--- start Data lines ---

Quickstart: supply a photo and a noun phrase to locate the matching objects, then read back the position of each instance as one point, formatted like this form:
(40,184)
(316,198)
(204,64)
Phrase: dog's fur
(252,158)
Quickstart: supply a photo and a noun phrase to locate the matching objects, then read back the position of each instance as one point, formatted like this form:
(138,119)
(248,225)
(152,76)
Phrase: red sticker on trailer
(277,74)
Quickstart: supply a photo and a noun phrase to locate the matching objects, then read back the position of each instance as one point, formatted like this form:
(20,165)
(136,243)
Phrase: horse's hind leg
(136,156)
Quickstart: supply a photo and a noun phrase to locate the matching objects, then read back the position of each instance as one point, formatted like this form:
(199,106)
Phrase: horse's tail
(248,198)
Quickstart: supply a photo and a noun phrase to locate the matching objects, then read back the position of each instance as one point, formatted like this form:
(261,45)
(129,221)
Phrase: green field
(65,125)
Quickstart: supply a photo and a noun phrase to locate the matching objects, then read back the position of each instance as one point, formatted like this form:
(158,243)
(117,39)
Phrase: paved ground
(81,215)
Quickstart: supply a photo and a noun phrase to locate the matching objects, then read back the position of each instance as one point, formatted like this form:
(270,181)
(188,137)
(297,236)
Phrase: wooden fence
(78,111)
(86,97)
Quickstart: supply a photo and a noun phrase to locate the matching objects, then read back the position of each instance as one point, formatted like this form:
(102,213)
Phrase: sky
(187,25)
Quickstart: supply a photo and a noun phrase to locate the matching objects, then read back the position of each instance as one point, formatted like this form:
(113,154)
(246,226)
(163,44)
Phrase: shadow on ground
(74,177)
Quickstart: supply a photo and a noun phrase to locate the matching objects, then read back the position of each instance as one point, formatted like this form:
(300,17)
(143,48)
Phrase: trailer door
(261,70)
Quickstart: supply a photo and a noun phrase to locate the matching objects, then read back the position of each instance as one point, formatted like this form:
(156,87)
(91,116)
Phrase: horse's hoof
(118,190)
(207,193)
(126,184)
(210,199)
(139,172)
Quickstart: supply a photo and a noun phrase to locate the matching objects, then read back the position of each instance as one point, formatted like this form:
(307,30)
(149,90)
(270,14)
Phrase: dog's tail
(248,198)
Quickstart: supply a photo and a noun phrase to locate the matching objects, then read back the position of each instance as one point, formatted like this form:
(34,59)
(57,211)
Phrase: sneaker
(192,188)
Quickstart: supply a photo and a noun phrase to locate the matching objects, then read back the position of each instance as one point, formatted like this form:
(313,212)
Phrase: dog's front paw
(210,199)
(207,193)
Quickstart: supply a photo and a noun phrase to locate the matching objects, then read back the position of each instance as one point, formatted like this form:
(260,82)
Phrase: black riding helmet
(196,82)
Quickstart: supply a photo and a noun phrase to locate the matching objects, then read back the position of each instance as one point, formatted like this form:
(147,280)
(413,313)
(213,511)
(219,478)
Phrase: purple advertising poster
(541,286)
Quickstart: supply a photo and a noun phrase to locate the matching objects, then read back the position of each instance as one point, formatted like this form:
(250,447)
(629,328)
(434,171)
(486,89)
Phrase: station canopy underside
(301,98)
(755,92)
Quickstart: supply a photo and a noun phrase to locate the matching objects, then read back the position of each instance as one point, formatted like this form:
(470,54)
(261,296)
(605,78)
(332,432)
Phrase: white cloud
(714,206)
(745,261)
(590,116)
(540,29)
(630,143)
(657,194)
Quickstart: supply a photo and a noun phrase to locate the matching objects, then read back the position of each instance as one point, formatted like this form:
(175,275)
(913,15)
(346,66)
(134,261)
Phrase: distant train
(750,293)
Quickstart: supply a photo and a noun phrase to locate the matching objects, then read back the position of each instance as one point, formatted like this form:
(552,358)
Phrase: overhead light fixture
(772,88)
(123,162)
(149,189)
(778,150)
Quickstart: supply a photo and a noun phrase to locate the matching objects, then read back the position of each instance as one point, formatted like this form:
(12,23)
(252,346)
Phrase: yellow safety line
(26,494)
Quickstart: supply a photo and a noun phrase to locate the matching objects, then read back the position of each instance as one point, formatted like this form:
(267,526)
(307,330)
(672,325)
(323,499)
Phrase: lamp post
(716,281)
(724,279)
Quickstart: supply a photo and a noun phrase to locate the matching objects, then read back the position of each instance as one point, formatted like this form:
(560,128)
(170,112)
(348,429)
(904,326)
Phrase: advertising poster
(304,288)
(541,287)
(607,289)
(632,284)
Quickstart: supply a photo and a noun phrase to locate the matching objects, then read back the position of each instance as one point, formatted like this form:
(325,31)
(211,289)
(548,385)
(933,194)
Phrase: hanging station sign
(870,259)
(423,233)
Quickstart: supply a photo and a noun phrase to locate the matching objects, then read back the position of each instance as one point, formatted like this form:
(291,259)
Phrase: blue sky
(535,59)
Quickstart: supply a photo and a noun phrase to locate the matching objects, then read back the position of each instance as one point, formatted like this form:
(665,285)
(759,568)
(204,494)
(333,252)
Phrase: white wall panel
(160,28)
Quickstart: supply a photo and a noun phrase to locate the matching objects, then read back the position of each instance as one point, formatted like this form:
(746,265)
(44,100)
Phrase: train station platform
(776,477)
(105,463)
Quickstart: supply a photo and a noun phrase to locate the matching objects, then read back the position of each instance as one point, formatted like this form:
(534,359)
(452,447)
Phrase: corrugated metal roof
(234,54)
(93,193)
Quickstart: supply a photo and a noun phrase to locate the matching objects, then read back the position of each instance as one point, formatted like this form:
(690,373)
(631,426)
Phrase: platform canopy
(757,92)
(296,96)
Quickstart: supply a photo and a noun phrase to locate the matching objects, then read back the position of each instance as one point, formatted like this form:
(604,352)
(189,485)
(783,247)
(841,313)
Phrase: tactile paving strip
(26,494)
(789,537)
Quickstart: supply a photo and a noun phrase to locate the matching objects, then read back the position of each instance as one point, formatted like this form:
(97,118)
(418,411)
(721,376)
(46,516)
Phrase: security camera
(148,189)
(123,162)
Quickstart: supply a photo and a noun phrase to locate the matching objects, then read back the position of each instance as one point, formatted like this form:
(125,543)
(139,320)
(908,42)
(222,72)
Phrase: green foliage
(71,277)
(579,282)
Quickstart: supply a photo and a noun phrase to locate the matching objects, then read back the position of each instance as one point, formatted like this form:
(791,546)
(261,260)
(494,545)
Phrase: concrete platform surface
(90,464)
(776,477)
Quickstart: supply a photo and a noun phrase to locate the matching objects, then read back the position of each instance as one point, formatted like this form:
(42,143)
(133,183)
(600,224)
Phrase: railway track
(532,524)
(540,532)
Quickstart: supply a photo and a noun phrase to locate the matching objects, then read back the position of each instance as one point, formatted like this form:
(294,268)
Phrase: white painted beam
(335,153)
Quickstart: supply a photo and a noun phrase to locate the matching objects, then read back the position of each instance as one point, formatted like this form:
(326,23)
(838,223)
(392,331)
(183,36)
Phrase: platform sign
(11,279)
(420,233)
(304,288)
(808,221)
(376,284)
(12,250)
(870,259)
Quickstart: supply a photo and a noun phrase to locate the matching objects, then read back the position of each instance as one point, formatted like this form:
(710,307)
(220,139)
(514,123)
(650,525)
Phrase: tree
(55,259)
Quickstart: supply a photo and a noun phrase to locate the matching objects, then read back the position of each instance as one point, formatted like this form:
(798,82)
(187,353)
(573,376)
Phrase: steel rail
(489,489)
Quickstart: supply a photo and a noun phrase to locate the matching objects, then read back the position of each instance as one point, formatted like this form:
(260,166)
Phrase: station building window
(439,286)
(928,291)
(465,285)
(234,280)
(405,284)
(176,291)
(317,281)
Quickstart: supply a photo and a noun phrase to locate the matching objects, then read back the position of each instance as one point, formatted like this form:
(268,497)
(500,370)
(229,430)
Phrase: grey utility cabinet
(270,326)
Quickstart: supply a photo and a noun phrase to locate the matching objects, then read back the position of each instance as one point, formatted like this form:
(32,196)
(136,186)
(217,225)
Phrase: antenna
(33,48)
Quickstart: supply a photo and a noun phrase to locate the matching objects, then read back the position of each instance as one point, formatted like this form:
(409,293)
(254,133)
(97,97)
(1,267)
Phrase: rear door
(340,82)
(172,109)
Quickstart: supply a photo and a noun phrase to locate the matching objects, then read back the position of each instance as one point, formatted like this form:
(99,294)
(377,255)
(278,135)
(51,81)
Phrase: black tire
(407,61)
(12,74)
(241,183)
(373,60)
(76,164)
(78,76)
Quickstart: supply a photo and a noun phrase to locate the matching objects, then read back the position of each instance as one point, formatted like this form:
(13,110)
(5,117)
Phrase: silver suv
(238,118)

--- end Data lines ---

**What to produce:** Collect every line in the records above that contains the string "platform" and list those lines one per line, unchanged.

**Solution to this problem:**
Phrase: train station platform
Phrase: platform canopy
Phrase: concrete platform surface
Phrase: platform sign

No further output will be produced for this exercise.